__The request__. Return every line below that contains the word "black", copying each one in full.

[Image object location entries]
+++++
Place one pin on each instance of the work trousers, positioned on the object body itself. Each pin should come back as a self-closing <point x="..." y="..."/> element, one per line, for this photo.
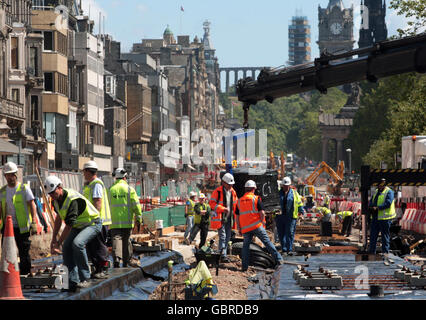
<point x="97" y="249"/>
<point x="23" y="243"/>
<point x="203" y="229"/>
<point x="382" y="226"/>
<point x="189" y="225"/>
<point x="263" y="236"/>
<point x="122" y="248"/>
<point x="74" y="251"/>
<point x="286" y="227"/>
<point x="347" y="226"/>
<point x="224" y="233"/>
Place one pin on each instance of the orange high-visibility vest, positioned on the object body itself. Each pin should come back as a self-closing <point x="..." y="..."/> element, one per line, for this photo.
<point x="249" y="217"/>
<point x="216" y="202"/>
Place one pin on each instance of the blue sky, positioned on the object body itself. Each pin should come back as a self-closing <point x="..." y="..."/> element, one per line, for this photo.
<point x="244" y="32"/>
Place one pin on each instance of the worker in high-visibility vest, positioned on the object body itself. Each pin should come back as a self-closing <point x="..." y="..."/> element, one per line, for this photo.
<point x="383" y="205"/>
<point x="17" y="201"/>
<point x="95" y="191"/>
<point x="250" y="219"/>
<point x="82" y="224"/>
<point x="347" y="218"/>
<point x="223" y="203"/>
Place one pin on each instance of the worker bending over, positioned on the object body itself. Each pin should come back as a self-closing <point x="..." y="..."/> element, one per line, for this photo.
<point x="17" y="201"/>
<point x="82" y="224"/>
<point x="223" y="202"/>
<point x="251" y="215"/>
<point x="125" y="206"/>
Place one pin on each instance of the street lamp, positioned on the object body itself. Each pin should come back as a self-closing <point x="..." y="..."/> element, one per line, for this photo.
<point x="349" y="156"/>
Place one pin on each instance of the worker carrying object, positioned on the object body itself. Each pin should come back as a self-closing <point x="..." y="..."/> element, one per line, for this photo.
<point x="95" y="191"/>
<point x="347" y="218"/>
<point x="251" y="214"/>
<point x="82" y="224"/>
<point x="223" y="202"/>
<point x="125" y="207"/>
<point x="383" y="204"/>
<point x="17" y="201"/>
<point x="291" y="206"/>
<point x="189" y="215"/>
<point x="202" y="212"/>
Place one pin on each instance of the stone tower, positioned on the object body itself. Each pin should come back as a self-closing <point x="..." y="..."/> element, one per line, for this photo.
<point x="373" y="25"/>
<point x="335" y="28"/>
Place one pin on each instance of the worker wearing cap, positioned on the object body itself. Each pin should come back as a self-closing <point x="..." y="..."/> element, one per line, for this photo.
<point x="347" y="218"/>
<point x="17" y="201"/>
<point x="125" y="206"/>
<point x="82" y="224"/>
<point x="291" y="206"/>
<point x="250" y="219"/>
<point x="95" y="190"/>
<point x="201" y="221"/>
<point x="223" y="202"/>
<point x="189" y="215"/>
<point x="383" y="204"/>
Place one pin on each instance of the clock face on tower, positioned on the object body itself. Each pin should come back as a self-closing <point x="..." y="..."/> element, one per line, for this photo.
<point x="336" y="28"/>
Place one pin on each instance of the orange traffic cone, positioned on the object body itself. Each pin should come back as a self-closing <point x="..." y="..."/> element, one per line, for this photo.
<point x="10" y="281"/>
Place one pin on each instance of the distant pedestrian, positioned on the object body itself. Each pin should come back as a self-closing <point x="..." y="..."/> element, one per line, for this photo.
<point x="291" y="206"/>
<point x="82" y="224"/>
<point x="201" y="221"/>
<point x="17" y="201"/>
<point x="125" y="206"/>
<point x="251" y="215"/>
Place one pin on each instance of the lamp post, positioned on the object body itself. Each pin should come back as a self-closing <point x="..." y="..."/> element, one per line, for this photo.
<point x="349" y="151"/>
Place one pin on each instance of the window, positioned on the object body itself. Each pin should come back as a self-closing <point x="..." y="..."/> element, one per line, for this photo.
<point x="15" y="95"/>
<point x="48" y="41"/>
<point x="48" y="81"/>
<point x="14" y="52"/>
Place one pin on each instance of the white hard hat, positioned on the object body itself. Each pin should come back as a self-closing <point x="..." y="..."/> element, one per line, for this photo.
<point x="120" y="173"/>
<point x="250" y="184"/>
<point x="10" y="167"/>
<point x="51" y="183"/>
<point x="228" y="178"/>
<point x="286" y="181"/>
<point x="90" y="165"/>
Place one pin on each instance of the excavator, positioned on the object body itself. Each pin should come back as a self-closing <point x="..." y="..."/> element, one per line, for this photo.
<point x="332" y="188"/>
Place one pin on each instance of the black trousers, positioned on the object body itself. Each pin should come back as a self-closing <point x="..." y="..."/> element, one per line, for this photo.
<point x="347" y="226"/>
<point x="23" y="243"/>
<point x="97" y="249"/>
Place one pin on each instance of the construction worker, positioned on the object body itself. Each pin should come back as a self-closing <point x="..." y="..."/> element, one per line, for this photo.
<point x="189" y="215"/>
<point x="125" y="206"/>
<point x="223" y="202"/>
<point x="347" y="218"/>
<point x="291" y="206"/>
<point x="201" y="221"/>
<point x="251" y="215"/>
<point x="82" y="224"/>
<point x="94" y="190"/>
<point x="17" y="201"/>
<point x="383" y="205"/>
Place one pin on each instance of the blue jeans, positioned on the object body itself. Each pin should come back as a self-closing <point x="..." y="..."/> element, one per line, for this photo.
<point x="382" y="226"/>
<point x="286" y="227"/>
<point x="261" y="234"/>
<point x="74" y="251"/>
<point x="224" y="233"/>
<point x="189" y="225"/>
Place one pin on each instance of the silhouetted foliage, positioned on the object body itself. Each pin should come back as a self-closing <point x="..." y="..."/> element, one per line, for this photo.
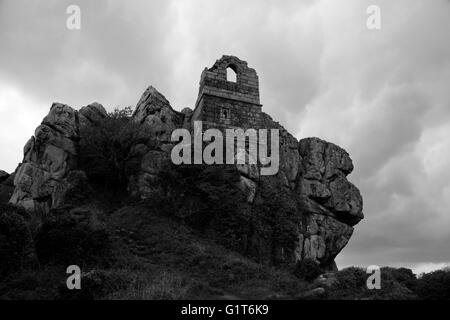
+++++
__Answer to this task__.
Place one pin on each instance of the black trousers, positioned on the object body itself. Each pin should come back as a self-closing <point x="..." y="..."/> element, one per line, for this photo.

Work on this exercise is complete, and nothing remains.